»»

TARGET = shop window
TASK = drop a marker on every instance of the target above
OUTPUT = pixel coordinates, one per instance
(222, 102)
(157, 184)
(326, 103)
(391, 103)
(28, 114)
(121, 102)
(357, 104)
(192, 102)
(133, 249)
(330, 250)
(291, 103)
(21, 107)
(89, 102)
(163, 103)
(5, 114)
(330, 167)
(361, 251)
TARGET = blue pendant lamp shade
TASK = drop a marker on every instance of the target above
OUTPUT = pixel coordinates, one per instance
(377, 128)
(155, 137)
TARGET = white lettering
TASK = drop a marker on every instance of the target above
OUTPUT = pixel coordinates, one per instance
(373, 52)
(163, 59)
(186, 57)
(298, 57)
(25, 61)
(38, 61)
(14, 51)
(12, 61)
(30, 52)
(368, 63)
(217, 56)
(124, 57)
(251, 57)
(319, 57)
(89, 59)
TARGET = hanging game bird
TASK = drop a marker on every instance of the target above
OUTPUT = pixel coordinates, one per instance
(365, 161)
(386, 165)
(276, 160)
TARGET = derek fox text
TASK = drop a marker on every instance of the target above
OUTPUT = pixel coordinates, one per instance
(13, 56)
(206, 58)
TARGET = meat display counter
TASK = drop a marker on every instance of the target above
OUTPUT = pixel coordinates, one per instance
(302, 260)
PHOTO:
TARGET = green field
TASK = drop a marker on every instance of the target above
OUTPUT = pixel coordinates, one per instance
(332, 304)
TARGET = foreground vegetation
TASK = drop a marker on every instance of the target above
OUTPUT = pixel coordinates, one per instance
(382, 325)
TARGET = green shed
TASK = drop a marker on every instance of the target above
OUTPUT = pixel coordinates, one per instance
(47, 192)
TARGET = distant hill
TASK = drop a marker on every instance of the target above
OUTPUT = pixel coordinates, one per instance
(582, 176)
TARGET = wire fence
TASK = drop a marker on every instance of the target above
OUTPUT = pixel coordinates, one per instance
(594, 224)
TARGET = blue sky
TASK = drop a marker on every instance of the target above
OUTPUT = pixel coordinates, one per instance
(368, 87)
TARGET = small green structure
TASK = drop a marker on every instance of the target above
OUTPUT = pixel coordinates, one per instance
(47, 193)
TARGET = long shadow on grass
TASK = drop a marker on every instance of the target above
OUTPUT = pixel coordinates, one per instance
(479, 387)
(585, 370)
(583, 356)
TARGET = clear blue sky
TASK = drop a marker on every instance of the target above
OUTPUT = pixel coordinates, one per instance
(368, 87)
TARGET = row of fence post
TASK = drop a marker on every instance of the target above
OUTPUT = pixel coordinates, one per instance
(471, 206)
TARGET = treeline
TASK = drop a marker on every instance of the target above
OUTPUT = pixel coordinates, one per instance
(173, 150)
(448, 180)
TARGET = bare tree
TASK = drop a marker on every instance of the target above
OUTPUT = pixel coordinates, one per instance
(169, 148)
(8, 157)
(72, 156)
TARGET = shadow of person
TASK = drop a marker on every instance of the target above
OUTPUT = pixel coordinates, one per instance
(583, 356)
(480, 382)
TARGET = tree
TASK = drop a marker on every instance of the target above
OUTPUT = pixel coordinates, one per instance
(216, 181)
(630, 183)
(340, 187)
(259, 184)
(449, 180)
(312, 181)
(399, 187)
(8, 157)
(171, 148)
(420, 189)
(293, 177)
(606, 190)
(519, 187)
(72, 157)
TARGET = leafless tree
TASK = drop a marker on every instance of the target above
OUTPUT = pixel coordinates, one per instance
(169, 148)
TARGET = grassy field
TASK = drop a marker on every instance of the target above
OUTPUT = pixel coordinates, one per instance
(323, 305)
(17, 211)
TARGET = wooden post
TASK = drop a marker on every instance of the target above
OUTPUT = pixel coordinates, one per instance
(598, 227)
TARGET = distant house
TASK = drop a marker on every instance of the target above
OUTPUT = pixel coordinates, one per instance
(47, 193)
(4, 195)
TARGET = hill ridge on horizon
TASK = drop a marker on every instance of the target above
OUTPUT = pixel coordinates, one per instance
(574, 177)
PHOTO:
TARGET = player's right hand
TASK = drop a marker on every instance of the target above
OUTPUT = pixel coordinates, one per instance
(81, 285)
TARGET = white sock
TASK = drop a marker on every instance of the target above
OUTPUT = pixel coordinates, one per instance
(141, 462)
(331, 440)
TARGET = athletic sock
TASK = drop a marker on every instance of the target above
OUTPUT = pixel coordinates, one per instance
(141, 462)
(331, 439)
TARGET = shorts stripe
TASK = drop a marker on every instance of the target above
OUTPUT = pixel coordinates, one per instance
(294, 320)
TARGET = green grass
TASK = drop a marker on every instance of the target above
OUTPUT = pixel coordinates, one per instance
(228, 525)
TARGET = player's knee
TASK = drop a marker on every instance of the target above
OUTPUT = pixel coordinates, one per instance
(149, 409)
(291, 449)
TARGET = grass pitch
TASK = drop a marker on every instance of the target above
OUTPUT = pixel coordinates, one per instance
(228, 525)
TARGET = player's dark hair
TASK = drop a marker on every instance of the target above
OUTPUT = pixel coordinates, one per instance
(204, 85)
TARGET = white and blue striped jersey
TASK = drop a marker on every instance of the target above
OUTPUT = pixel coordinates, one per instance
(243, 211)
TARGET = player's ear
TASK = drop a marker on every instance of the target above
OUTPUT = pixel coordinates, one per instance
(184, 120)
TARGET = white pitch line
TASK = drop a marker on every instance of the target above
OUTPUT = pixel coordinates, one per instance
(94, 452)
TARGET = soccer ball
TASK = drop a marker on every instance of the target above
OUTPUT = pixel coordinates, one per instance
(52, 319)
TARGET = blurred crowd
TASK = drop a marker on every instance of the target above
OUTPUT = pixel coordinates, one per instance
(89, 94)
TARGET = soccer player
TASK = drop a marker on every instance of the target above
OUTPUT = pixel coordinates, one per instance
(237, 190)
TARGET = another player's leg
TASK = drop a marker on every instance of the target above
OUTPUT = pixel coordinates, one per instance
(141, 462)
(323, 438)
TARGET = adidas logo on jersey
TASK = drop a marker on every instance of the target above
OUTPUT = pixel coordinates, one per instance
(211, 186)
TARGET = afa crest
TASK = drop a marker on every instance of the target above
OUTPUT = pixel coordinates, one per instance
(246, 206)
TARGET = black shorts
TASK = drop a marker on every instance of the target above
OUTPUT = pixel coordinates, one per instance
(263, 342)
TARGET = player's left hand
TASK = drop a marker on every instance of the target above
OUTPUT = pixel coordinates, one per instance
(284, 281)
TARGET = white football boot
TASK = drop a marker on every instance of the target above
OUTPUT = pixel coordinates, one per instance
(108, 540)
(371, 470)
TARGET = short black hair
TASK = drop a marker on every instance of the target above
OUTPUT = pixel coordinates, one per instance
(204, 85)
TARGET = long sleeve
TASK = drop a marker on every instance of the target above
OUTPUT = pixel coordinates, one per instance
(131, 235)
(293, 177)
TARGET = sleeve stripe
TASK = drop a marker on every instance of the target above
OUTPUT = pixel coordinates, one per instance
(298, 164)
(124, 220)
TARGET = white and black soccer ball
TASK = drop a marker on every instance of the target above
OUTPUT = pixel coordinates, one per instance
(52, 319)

««

Retype all of the material above with every character intact.

TARGET = shop window
TASK = drop a marker on every instance of the target above
OUTPUT = pixel coordinates, one per instance
(222, 102)
(157, 184)
(326, 103)
(391, 103)
(28, 114)
(121, 102)
(357, 104)
(192, 102)
(133, 249)
(330, 250)
(291, 103)
(21, 107)
(89, 102)
(163, 103)
(5, 114)
(330, 167)
(361, 251)
TARGET = blue pendant lamp shade
TASK = drop a marker on every instance of the target above
OUTPUT = pixel coordinates, one per instance
(377, 128)
(155, 137)
TARGET = white lettering
TASK = drop a marker on every instance of the target above
OUTPUT = pixel coordinates, one per instance
(373, 52)
(163, 59)
(186, 57)
(298, 57)
(25, 61)
(38, 61)
(14, 51)
(12, 61)
(30, 52)
(368, 63)
(217, 56)
(124, 57)
(251, 57)
(319, 57)
(89, 59)
TARGET = hanging game bird
TASK = drop a marker on every instance of the target above
OUTPUT = pixel coordinates, one per instance
(365, 161)
(386, 165)
(276, 160)
TARGET = derek fox text
TASK = drop a marker on every instance of the target above
OUTPUT = pixel coordinates, one per instance
(13, 56)
(206, 58)
TARGET = meat display counter
TASK = drop a marker on every instance of the target above
OUTPUT = pixel coordinates, one per instance
(302, 260)
PHOTO:
TARGET = green field
TASK = drop a marker on every instance of the target above
OUTPUT = pixel coordinates, one per instance
(332, 304)
TARGET = foreground vegetation
TASK = drop a marker on every instance of the target above
OUTPUT = pixel coordinates, one per instance
(382, 325)
TARGET = green shed
TASK = drop a marker on every instance of the target above
OUTPUT = pixel coordinates, one per instance
(47, 192)
TARGET = distant hill
TASK = drop a marker on every instance of the target above
OUTPUT = pixel coordinates, one per instance
(582, 176)
TARGET = wire fence
TASK = drop a marker on every instance of the target above
OUTPUT = pixel coordinates, one per instance
(594, 224)
TARGET = blue sky
TASK = drop a marker on every instance of the target above
OUTPUT = pixel coordinates, one per instance
(368, 87)
TARGET = small green structure
TASK = drop a marker on every instance of the target above
OUTPUT = pixel coordinates, one per instance
(47, 193)
TARGET = long shadow on grass
TASK = drop a marker on every instance of the target above
OUTPUT = pixel coordinates, one per instance
(479, 387)
(585, 370)
(583, 356)
TARGET = clear blue sky
TASK = drop a marker on every instance of the target above
OUTPUT = pixel coordinates, one per instance
(368, 87)
TARGET = row of fence post
TASK = drop a marker on every instance of the target above
OUTPUT = pixel coordinates, one per instance
(471, 206)
TARGET = treeline
TASK = drop a marker on every instance of the target above
OUTPUT = pixel coordinates, one per instance
(173, 150)
(448, 180)
TARGET = bare tree
TASK = drop a marker on every instance of the target above
OUTPUT = pixel coordinates, one per instance
(169, 148)
(8, 157)
(72, 156)
TARGET = shadow of person
TASK = drop a marker on every instance of the target above
OUTPUT = pixel coordinates, one per instance
(583, 356)
(480, 382)
TARGET = tree
TASK = drop a marker on every instance of the target above
OUTPUT = pixel coordinates, one per instance
(216, 181)
(630, 183)
(340, 187)
(259, 184)
(449, 180)
(312, 181)
(399, 187)
(8, 157)
(171, 148)
(420, 189)
(293, 177)
(606, 190)
(519, 187)
(72, 157)
TARGET = leafless tree
TASK = drop a marker on every instance of the target above
OUTPUT = pixel coordinates, one per instance
(169, 148)
TARGET = grassy field
TASK = drop a marker on every instance of the target above
OUTPUT = pixel coordinates, one per instance
(323, 305)
(17, 211)
TARGET = wooden post
TASK = drop a marker on every instance of the target above
OUTPUT = pixel coordinates, one per instance
(598, 227)
TARGET = distant house
TASK = drop a marker on every instance of the target above
OUTPUT = pixel coordinates, one per instance
(47, 193)
(4, 195)
TARGET = hill ridge on horizon
TASK = drop a marker on every instance of the target above
OUTPUT = pixel coordinates, one per instance
(574, 177)
PHOTO:
TARGET = player's right hand
TASK = drop a marker on every instance of the target above
OUTPUT = pixel coordinates, one per instance
(81, 285)
TARGET = white sock
TASK = drop a marker on every instance of the target above
OUTPUT = pixel coordinates, one per instance
(141, 462)
(331, 440)
TARGET = athletic sock
TASK = drop a marker on every instance of the target above
OUTPUT = pixel coordinates, one per instance
(141, 462)
(331, 439)
TARGET = shorts stripe
TASK = drop a marker on every instance of the target above
OUTPUT = pixel coordinates, one per instance
(294, 320)
TARGET = green grass
TASK = drop a marker on every instance of the target above
OUTPUT = pixel coordinates, one per instance
(228, 525)
TARGET = player's knee
TASK = drop a marker on every instance of the target above
OUTPUT = pixel coordinates, one per instance
(149, 409)
(291, 449)
TARGET = grass pitch
TASK = drop a marker on every instance of the target above
OUTPUT = pixel coordinates, one per instance
(228, 525)
TARGET = player's dark hair
TASK = drop a marker on every instance of the target above
OUTPUT = pixel coordinates, one per instance
(204, 85)
TARGET = white and blue striped jersey
TASK = drop a marker on every instance of the target above
OUTPUT = pixel coordinates, one per instance
(243, 211)
TARGET = player's ear
TASK = drop a marker on every instance of the target above
OUTPUT = pixel coordinates, one per instance
(184, 120)
TARGET = white pitch line
TASK = drop a marker on every instance of the target above
OUTPUT = pixel coordinates, one per instance
(94, 452)
TARGET = soccer ball
TASK = drop a marker on every instance of the target above
OUTPUT = pixel coordinates, one per instance
(52, 319)
TARGET = blurred crowd
TASK = drop a marker on every instance of the target above
OUTPUT = pixel coordinates, one per instance
(89, 94)
TARGET = soccer player
TASK = drop a marker on every instance of the target above
OUTPUT = pixel coordinates, one per instance
(237, 190)
TARGET = another player's leg
TASK = drop a marker on every instance of the target above
OUTPUT = pixel coordinates, one per instance
(141, 462)
(323, 438)
TARGET = adidas logo on jersey
TASK = drop a marker on every instance of the target above
OUTPUT = pixel coordinates, one per instance
(211, 186)
TARGET = afa crest
TASK = drop a marker on every instance of the target above
OUTPUT = pixel coordinates, one per instance
(246, 206)
TARGET = black shorts
TASK = drop a marker on every instance of the target above
OUTPUT = pixel coordinates, one per instance
(263, 342)
TARGET = player's left hand
TASK = drop a marker on every instance of the target above
OUTPUT = pixel coordinates, one per instance
(284, 281)
TARGET = white football boot
TASK = drop a marker on every instance of the target above
OUTPUT = pixel coordinates, one per instance
(108, 540)
(371, 470)
TARGET = short black hair
TASK = drop a marker on every instance of the target above
OUTPUT = pixel coordinates, one per instance
(204, 85)
TARGET = long sleeve
TASK = drop a marker on every instance of the target above
OUTPUT = pixel coordinates, one per instance
(131, 235)
(293, 177)
TARGET = sleeve stripe
TASK = drop a marker on every instance of the target above
OUTPUT = pixel coordinates, one per instance
(298, 164)
(124, 220)
TARGET = white and black soccer ball
TASK = drop a marker on every instance of the target above
OUTPUT = pixel coordinates, one per instance
(52, 319)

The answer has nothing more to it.